**Action item:** The records that follow are to be reproduced exactly. Any pictures in them are left out.

━━ Available records

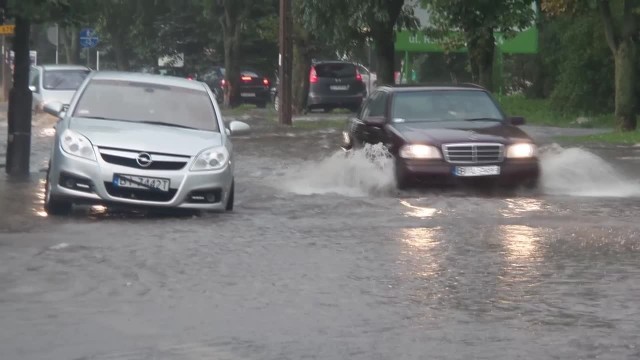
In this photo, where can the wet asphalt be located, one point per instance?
(323, 259)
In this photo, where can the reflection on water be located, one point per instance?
(422, 250)
(38, 200)
(520, 207)
(521, 242)
(418, 211)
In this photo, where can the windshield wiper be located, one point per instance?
(484, 119)
(150, 122)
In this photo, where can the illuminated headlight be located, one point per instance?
(211, 159)
(420, 152)
(346, 139)
(520, 151)
(75, 144)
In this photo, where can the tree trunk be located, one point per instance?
(302, 57)
(20, 98)
(70, 39)
(385, 55)
(231, 38)
(231, 58)
(622, 43)
(625, 78)
(121, 54)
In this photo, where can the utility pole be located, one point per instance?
(20, 97)
(285, 62)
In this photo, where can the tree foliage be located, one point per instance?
(621, 22)
(348, 24)
(474, 24)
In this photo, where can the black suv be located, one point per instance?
(253, 88)
(332, 85)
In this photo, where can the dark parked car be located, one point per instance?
(253, 88)
(445, 135)
(332, 85)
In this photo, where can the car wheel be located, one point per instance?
(229, 206)
(403, 180)
(53, 205)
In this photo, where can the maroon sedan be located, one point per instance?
(445, 135)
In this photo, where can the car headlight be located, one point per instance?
(420, 152)
(521, 151)
(77, 145)
(211, 159)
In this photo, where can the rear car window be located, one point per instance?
(335, 70)
(63, 79)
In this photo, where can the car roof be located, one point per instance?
(63, 67)
(431, 86)
(318, 62)
(148, 78)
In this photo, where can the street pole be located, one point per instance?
(20, 97)
(57, 43)
(285, 62)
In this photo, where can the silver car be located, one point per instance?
(55, 83)
(142, 140)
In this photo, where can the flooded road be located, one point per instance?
(324, 259)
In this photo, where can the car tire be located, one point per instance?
(403, 180)
(229, 205)
(52, 205)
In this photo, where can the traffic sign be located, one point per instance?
(88, 38)
(7, 29)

━━━━

**Solved problem:**
In this photo, where can the wet asphalt be located, one point per instance?
(323, 259)
In this photo, where can the reflection on water be located, one point per instance?
(422, 250)
(38, 200)
(520, 207)
(521, 242)
(418, 211)
In this photo, where can the windshield wiper be located, one point per instance?
(484, 119)
(150, 122)
In this photo, where can the illuminated headlight be located, one point per instance?
(211, 159)
(420, 152)
(346, 139)
(520, 151)
(75, 144)
In this photo, where can the tree trunk be located, one point per instance?
(302, 57)
(20, 98)
(70, 39)
(385, 55)
(231, 38)
(231, 58)
(622, 43)
(625, 78)
(121, 54)
In this photo, where can the utility pole be located, one point per instance?
(20, 97)
(285, 62)
In this photo, where can the tree foliage be located, one point per instance?
(621, 22)
(348, 24)
(474, 24)
In this photo, where can the black suv be located, one point per instance?
(253, 88)
(332, 85)
In this photo, where can the dark parked car be located, one point per instance?
(253, 88)
(445, 135)
(332, 85)
In this photo, where can the car wheel be located, one point per instance?
(229, 206)
(403, 180)
(53, 205)
In this photo, where can the maroon sedan be located, one point per instance?
(445, 135)
In this photo, where can the car headlight be located, one point per instance?
(420, 152)
(521, 151)
(77, 145)
(211, 159)
In this photo, where can the rear car window be located, one point per instance?
(335, 70)
(63, 79)
In this photo, where can the car roof be located, one point per instance?
(63, 67)
(431, 86)
(318, 62)
(148, 78)
In this photo, where can the street pole be located, one point per instance?
(20, 97)
(57, 43)
(285, 62)
In this photo, where can the silver car be located, one point per instance?
(55, 83)
(142, 140)
In this photo, where can the flooded road be located, one point per instance?
(324, 259)
In this photo, where can the car tire be located, one point per instance?
(403, 180)
(229, 205)
(52, 205)
In this photo, where can the traffic sign be located, one point per instance?
(88, 38)
(7, 29)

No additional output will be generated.